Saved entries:
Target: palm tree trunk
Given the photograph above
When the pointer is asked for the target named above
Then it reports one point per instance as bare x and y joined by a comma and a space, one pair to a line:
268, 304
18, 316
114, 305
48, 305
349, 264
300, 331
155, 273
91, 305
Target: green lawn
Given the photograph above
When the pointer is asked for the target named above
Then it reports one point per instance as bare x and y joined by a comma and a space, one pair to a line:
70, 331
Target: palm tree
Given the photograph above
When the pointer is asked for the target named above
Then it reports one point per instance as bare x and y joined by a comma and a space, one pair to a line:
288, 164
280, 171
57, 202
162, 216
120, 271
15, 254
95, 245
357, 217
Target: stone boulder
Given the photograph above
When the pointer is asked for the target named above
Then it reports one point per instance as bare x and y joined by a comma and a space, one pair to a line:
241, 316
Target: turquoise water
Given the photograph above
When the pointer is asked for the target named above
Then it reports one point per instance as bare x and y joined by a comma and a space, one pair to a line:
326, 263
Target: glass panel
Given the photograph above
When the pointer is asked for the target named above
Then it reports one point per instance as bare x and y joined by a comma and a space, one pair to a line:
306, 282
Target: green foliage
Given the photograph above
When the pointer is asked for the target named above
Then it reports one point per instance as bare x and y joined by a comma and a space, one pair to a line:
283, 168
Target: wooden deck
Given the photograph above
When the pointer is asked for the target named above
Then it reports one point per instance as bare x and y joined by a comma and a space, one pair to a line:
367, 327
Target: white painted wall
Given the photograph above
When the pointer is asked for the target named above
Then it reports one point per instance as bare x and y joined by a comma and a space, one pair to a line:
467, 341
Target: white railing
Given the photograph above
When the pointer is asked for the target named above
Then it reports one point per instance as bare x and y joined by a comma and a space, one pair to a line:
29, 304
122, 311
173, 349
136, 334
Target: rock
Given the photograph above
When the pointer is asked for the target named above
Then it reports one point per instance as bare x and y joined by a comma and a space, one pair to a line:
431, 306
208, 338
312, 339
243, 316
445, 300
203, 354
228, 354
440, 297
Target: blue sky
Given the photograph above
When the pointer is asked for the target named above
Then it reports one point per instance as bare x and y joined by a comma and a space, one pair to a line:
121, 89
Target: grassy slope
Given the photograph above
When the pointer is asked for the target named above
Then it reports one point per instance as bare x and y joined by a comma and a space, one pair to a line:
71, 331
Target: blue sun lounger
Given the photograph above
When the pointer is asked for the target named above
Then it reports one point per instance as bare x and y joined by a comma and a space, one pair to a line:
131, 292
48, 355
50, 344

- **Exercise prompt**:
Each record above should be given again exactly as it appears.

- **Response to the exercise**:
Target: palm tree trunk
Given the photograph above
When the pointer is asked for the target named above
Then it reports one point per instance as bare x and y joined by a comma and a space, one pair to a line:
268, 304
18, 316
114, 305
48, 305
349, 264
300, 331
155, 273
91, 305
Target: green lawn
Given the photograph above
When the pointer is asked for the target named above
Then it reports one point per instance as bare x and y joined by a comma and a space, one pair to a line:
70, 331
Target: palm tree
Given the photograph above
When the pointer is asked for the target named above
Then it reports one point per instance as bare x and y joined by a comma and a space, one pair to a line:
288, 164
280, 171
57, 202
162, 216
120, 271
15, 254
95, 245
357, 217
Target: stone boulder
Given the photograph above
When the pointer is asked for the target named above
Then it reports one point per instance as bare x and y joined by a comma and a space, one pair to a line:
241, 316
Target: turquoise water
Given the photograph above
When the pointer is asked for the target named above
Then it reports one point per instance as bare x and y joined by a comma and a space, one pair to a line:
326, 263
Target: glass panel
Given the photograph above
When the pointer is asked for the target named above
Then it reports one point per instance as bare x and y joined by a comma and a space, one pair to a line:
306, 282
Target: green foliage
Given the photograph above
When the pointer is asked for the target named above
Then it reports one point per instance as bare x and y joined by a comma and a space, one pair to a line:
283, 168
Target: wooden deck
Given the photograph above
When the pointer is asked for the target named above
Then it reports one point per instance as bare x and y joined by a comma and a space, one pair to a line:
367, 327
Target: white painted wall
Given the photograph above
When the pointer is asked for the target named above
Then it reports one point per instance as bare x and y joined by a comma and a space, one pair to a line:
467, 341
Target: white railing
Given the photograph above
When the pointer is asked for the target named above
Then it reports one point per instance as bare x and y joined by a comma and a space, one pair to a line:
29, 304
122, 311
173, 349
136, 334
Target: rock
Given the photograph above
When the pointer is asked for the target named above
Then it reports one point per instance as bare x and y joined by a comma and a space, one pair to a line:
431, 306
208, 338
312, 339
243, 316
445, 300
203, 354
228, 354
440, 297
Target: blue sky
Given the photograph above
When the pointer is asked for the target named above
Then it reports one point per instance as bare x and y joined by a comma and a space, one pair to a line:
121, 89
Target: grassy slope
Given the photograph above
When the pointer is asked for the target named above
Then it reports one point per instance as bare x and y joined by a comma and a space, one pair to a line:
71, 331
Target: blue sun lounger
Given the photograph above
When the pointer is asked for the target named above
Then it reports one point per instance as bare x and y joined by a comma and a space, one pair to a line:
131, 292
48, 355
50, 344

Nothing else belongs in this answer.